Reproduce the full listing that appears beneath this instruction exactly.

(Entries from a pointing dataset)

◆ ◆ ◆ ◆ ◆ ◆ ◆

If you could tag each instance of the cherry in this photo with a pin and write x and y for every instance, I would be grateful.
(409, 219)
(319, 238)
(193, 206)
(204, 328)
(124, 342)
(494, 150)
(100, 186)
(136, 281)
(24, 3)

◆ ◆ ◆ ◆ ◆ ◆ ◆

OUTPUT FOR THIS EXERCISE
If you could tag each instance of the cherry in this photo with a pin and write x and y for every instance, I would be grateful.
(409, 219)
(319, 238)
(193, 206)
(204, 328)
(124, 342)
(494, 150)
(100, 186)
(136, 281)
(24, 3)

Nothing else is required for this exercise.